* _EXERCISE BRIEF_: Find the lines of the material below that include the string "branch", then copy each one.

* _DATASET CONTENT_:
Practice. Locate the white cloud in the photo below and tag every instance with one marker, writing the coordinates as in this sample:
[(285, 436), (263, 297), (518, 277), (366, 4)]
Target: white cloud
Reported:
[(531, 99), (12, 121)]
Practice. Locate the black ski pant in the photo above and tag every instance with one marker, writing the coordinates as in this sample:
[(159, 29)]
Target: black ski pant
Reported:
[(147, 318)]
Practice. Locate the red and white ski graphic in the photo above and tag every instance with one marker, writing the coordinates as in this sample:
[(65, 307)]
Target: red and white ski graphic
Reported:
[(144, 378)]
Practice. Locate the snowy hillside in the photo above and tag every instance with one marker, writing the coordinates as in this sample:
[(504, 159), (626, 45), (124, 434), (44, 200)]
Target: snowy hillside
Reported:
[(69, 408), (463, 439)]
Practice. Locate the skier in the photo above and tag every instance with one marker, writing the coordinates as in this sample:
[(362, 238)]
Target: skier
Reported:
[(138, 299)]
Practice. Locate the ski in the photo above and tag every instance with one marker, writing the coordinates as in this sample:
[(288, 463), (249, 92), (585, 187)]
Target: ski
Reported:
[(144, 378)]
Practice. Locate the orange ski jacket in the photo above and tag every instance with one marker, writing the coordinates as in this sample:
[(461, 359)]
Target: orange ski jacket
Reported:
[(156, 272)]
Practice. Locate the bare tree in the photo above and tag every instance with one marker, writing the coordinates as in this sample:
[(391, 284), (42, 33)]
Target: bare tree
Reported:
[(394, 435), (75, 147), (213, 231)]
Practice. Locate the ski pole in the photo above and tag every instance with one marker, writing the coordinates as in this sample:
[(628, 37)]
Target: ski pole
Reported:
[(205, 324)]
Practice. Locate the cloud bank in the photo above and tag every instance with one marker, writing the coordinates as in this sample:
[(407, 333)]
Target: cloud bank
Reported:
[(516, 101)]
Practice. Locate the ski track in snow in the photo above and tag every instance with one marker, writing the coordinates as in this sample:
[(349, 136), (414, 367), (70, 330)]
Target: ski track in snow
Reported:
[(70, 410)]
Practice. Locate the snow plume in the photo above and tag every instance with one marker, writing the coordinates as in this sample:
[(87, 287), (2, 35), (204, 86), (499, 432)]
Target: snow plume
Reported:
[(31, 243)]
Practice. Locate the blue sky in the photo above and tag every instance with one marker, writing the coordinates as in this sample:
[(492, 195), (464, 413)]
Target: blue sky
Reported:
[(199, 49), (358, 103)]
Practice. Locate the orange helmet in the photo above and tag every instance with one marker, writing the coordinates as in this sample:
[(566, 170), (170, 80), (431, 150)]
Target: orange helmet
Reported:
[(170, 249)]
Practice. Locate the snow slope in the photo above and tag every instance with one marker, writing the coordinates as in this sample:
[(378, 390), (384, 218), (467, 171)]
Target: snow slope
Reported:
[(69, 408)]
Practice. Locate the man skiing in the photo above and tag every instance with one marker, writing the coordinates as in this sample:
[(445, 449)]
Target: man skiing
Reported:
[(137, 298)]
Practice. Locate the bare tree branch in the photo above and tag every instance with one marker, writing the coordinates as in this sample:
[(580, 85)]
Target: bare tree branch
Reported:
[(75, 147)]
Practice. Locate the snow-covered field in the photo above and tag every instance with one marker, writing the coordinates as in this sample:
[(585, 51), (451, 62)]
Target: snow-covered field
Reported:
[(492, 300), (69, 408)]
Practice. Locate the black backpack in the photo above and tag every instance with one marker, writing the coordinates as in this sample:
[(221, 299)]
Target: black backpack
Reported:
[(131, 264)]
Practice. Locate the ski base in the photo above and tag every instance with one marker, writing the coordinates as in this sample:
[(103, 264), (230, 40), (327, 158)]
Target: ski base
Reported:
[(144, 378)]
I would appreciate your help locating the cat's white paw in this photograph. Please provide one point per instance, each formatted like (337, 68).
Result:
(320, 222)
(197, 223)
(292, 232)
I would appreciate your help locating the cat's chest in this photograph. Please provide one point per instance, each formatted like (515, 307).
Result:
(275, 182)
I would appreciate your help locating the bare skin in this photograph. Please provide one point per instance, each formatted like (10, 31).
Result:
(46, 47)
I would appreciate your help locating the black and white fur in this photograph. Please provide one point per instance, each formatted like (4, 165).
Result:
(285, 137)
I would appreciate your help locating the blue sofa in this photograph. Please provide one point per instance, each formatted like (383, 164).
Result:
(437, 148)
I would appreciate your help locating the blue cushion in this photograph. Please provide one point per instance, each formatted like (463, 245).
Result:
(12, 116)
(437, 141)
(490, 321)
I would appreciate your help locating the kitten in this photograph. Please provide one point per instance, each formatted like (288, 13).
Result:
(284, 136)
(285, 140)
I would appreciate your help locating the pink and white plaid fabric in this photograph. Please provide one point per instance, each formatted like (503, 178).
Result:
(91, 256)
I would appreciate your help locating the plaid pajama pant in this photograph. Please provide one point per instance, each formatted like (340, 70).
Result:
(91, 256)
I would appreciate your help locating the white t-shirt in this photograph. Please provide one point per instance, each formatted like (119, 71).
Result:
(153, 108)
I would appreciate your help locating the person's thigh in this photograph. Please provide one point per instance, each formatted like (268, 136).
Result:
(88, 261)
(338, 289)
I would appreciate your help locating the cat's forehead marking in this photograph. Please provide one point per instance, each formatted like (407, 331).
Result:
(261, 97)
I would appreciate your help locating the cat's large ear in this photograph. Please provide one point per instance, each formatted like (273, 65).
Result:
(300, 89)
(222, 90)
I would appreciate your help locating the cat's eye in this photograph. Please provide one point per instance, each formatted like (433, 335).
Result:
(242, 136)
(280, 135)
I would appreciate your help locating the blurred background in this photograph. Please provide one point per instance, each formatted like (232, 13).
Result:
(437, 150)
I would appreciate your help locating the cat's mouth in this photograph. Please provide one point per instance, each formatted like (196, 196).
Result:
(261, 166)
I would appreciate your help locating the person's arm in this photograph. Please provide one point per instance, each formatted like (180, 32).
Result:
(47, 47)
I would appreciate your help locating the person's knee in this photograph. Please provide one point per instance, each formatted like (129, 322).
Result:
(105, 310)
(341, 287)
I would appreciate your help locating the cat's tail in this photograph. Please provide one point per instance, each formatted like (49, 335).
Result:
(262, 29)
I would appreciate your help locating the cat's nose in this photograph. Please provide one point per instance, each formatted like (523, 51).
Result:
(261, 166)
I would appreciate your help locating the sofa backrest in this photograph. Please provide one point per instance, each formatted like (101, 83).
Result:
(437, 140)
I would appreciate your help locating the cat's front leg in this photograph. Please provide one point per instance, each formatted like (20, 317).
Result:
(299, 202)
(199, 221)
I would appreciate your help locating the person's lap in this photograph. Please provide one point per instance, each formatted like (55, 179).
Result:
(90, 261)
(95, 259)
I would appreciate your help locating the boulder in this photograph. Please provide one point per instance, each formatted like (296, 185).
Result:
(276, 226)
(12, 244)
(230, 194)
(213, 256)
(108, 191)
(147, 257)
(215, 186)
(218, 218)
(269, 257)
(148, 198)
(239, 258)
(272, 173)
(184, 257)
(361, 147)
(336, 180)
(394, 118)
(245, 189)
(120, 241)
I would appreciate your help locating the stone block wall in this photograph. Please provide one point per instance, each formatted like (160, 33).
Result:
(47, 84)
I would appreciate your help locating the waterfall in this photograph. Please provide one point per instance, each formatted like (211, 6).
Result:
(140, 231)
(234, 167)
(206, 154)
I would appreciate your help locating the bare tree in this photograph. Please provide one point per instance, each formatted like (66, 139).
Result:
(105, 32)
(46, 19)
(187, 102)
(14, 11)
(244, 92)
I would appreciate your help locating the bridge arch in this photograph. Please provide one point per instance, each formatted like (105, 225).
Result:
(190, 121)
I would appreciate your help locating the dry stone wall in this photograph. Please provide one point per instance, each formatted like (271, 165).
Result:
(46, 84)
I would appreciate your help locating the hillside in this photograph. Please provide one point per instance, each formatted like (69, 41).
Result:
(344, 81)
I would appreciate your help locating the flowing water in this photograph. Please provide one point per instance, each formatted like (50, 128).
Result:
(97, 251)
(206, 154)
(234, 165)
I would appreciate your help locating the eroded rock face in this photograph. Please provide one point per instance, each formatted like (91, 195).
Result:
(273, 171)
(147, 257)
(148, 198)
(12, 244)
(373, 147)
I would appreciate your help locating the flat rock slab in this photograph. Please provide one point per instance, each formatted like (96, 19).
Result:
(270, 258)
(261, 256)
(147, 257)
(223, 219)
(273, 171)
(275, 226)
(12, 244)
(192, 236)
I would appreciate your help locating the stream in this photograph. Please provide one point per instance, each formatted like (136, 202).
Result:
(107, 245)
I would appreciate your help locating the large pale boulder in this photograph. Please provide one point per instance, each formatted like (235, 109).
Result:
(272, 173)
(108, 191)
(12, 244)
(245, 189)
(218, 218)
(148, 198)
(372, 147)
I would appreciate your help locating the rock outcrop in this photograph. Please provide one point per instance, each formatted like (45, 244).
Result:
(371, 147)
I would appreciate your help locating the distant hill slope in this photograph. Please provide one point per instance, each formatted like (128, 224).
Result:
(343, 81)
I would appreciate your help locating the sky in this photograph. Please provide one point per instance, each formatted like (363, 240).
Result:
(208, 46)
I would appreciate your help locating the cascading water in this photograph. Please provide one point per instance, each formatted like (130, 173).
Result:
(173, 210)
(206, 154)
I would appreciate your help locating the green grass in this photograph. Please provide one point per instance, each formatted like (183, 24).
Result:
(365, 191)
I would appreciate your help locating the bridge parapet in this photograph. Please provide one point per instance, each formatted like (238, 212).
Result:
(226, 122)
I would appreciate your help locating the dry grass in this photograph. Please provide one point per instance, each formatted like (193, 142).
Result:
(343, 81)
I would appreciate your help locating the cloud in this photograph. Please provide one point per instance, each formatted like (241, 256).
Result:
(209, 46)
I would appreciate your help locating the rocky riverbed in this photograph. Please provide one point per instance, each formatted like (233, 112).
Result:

* _TASK RESPONSE_:
Practice. Locate the bare tree branch in the photo above and tag every instance with one marker, writing the coordinates as in this sample:
Target: bare tree branch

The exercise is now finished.